### [WHAT IS ASKED]
Please rewrite the data below with "Target" replaced by "Object" everywhere it occurs, keeping everything else the same.

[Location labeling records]
__________________________________________________
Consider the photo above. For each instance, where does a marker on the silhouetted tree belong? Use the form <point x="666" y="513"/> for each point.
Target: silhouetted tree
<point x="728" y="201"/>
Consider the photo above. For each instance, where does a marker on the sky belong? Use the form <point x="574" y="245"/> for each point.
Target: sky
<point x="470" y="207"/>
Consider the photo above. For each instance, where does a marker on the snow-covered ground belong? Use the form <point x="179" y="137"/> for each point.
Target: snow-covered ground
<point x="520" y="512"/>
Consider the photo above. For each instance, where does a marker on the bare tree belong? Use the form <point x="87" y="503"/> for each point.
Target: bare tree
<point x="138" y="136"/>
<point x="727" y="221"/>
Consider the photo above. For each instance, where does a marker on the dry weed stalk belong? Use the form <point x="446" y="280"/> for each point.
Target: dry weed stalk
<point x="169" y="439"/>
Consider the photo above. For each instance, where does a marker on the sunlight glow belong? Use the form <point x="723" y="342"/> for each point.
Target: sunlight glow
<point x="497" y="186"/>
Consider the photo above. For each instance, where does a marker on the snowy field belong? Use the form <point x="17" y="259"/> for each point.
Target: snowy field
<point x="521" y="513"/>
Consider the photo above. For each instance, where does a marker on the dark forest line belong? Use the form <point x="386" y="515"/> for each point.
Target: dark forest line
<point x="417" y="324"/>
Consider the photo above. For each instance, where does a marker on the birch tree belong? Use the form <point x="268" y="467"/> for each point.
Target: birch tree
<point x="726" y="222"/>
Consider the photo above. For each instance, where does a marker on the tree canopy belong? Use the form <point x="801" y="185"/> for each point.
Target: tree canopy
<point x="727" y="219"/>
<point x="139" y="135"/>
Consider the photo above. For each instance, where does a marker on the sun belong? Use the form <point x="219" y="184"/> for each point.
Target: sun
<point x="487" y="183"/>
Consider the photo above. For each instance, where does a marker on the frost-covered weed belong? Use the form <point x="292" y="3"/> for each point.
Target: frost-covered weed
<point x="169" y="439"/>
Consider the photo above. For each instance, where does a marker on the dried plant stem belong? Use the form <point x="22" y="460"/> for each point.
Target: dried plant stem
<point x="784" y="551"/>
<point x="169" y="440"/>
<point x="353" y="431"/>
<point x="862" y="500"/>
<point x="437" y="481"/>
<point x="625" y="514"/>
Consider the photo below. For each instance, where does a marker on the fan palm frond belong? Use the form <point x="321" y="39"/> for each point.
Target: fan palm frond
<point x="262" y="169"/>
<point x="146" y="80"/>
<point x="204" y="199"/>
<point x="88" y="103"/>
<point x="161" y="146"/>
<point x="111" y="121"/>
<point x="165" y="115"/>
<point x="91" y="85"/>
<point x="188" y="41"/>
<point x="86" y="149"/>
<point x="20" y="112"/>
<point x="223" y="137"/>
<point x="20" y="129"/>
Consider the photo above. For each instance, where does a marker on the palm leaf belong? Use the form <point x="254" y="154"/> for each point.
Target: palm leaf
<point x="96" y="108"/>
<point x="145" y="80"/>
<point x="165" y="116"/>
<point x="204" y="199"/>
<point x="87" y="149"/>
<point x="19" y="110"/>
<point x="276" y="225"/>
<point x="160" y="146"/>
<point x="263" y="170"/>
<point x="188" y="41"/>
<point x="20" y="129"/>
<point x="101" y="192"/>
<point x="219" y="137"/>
__________________________________________________
### [RESPONSE TO THE EXERCISE]
Consider the photo above. For each instance, where does a marker on the silhouetted tree belong? Use the form <point x="666" y="513"/> for each point.
Object: silhouetted tree
<point x="728" y="201"/>
Consider the photo above. For each instance, where does a marker on the sky belong? Use the form <point x="574" y="245"/> for each point.
Object: sky
<point x="470" y="207"/>
Consider the photo above. For each instance, where does a marker on the snow-covered ground belong? Use the form <point x="179" y="137"/> for each point.
Object: snow-covered ground
<point x="520" y="512"/>
Consider the photo above. For each instance, where does a marker on the bare tree belong? Use the form <point x="87" y="503"/> for each point.
Object: bare tree
<point x="138" y="136"/>
<point x="727" y="221"/>
Consider the photo above. For each instance, where does a marker on the dry weed stalk belong? Use the form <point x="446" y="280"/> for each point.
Object: dry weed stalk
<point x="169" y="439"/>
Consider the photo above. For each instance, where does a marker on the sunlight glow belong? Use the form <point x="723" y="342"/> for each point.
Object: sunlight glow
<point x="497" y="186"/>
Consider the photo above. For each instance, where does a marker on the snowy field belong? Use the form <point x="17" y="259"/> for each point.
Object: snowy field
<point x="521" y="513"/>
Consider the photo above. For each instance, where does a marker on the dark forest line belong? Use the form <point x="386" y="515"/> for each point.
Object: dark forest line
<point x="417" y="324"/>
Consider the photo above. For each instance, where does a marker on the birch tree belong? Use the form <point x="268" y="467"/> for each point.
Object: birch tree
<point x="726" y="222"/>
Consider the photo above. For each instance, where does a marker on the tree canopy belong? Use the form <point x="801" y="185"/> for each point.
Object: tree canopy
<point x="727" y="219"/>
<point x="139" y="135"/>
Consider the photo above. For each instance, where does a marker on the sun belong? Use the form <point x="219" y="184"/> for each point.
Object: sun
<point x="487" y="183"/>
Consider the photo above. For each instance, where does a marker on the frost-covered weed belong? Use the form <point x="292" y="3"/> for each point.
Object: frost-covered weed
<point x="169" y="439"/>
Consider the photo above. For each instance, where does a marker on the dried plant stem belong? Use the form <point x="22" y="460"/> for each point.
Object: dried plant stem
<point x="784" y="551"/>
<point x="169" y="440"/>
<point x="353" y="431"/>
<point x="862" y="500"/>
<point x="437" y="481"/>
<point x="625" y="514"/>
Consider the photo below. For each instance, where does a marker on the fan palm frond belong? Use the form <point x="321" y="39"/> for each point.
Object: fan palm frond
<point x="262" y="169"/>
<point x="146" y="80"/>
<point x="204" y="199"/>
<point x="88" y="103"/>
<point x="161" y="146"/>
<point x="111" y="121"/>
<point x="165" y="115"/>
<point x="91" y="85"/>
<point x="188" y="41"/>
<point x="86" y="149"/>
<point x="20" y="112"/>
<point x="223" y="137"/>
<point x="20" y="129"/>
Consider the photo above. For each instance, where does a marker on the palm leaf belong? Use the form <point x="254" y="154"/> for each point.
Object: palm leaf
<point x="96" y="108"/>
<point x="145" y="80"/>
<point x="165" y="116"/>
<point x="204" y="199"/>
<point x="87" y="149"/>
<point x="19" y="110"/>
<point x="276" y="225"/>
<point x="160" y="146"/>
<point x="263" y="170"/>
<point x="188" y="41"/>
<point x="20" y="129"/>
<point x="101" y="192"/>
<point x="219" y="137"/>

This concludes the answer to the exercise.